**Texto-fonte**:
------------------------------------------------------------------------
É PRA CASAR.
Estava
sentada na rodoviária aguardando o embarque para minha viagem anual de férias,
quando duas jovens se aproximaram e na despedida se beijaram no rosto; um de
cada lado. Porém, a mais velha puxou a amiga dizendo que faltava um.
- Tem que ser três
beijinhos, é pra casar.
A moça partiu
e eu fiquei pensando que no século vinte e um ainda há pessoas preocupadas em
seguir rituais que as levem ao altar. O matrimonio, instituição tão desacreditada,
que facilmente se desfaz, ainda povoa a mente da maioria das mulheres. São jovens,
viúvas, separadas e homens também; todos são sensíveis ao acasalamento de papel
passado.
Como podemos
acreditar que os sonhos acabaram se os presenciamos todos os dias. Somos seres
humanos bastante desenvolvidos e práticos, mas na verdade somos seres
espirituais, tão vulneráveis quanto os nossos antepassados. Podemos constatar
esse fato nas telenovelas, nos livros, na delegacia e dentro de nossas famílias,
pois todos nós conhecemos alguém muito apaixonado. Aquele parente com cara de
bobo, que é capaz de matar por amor.
------------------------------------------------------------------------
**Material listado**:
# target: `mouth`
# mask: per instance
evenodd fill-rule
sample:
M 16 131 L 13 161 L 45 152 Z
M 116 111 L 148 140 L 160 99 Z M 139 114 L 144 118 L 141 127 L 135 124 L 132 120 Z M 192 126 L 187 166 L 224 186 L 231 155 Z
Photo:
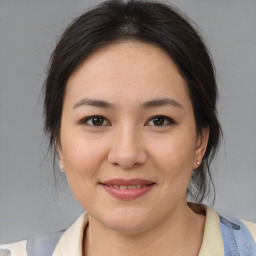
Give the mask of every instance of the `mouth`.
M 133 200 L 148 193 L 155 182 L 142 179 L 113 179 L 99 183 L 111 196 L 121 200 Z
------------------------------------------------------------------------
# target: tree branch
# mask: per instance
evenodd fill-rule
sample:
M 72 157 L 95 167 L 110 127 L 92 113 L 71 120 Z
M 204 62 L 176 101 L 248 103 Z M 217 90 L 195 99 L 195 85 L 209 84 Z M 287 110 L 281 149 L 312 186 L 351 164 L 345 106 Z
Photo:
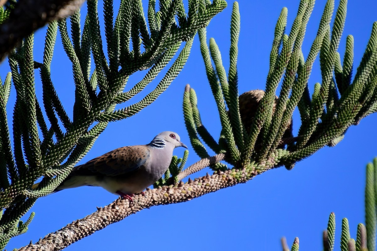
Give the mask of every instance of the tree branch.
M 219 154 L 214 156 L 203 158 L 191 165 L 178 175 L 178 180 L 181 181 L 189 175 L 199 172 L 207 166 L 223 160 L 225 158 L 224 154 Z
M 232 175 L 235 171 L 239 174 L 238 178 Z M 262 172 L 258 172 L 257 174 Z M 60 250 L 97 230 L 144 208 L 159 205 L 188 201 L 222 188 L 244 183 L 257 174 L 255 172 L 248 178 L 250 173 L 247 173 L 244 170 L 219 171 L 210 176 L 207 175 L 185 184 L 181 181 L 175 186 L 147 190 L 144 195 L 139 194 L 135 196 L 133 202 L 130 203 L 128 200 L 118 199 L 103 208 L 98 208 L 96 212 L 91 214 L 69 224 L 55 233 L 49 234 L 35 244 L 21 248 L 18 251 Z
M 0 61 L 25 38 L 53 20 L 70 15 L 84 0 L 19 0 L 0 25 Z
------------------------------------------------------------------------
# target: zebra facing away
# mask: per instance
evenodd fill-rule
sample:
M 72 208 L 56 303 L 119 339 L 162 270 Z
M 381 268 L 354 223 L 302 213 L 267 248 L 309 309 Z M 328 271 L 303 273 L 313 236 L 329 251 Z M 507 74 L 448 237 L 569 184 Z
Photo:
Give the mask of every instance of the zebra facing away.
------------------------------------------------------------------------
**Exercício escrito**:
Responda às perguntas a seguir com base no texto-fonte.
(a) Quantos beijinhos a jovem mais velha afirma que devem ser dados na despedida?
(b) Em que século, segundo o texto, ainda há pessoas preocupadas em seguir rituais que as levem ao altar?
(c) Em que lugares, segundo o texto, podemos constatar que somos tão vulneráveis quanto os nossos antepassados?

**Resposta**:
(a) Três beijinhos.
(b) No século vinte e um.
(c) Nas telenovelas, nos livros, na delegacia e dentro de nossas famílias.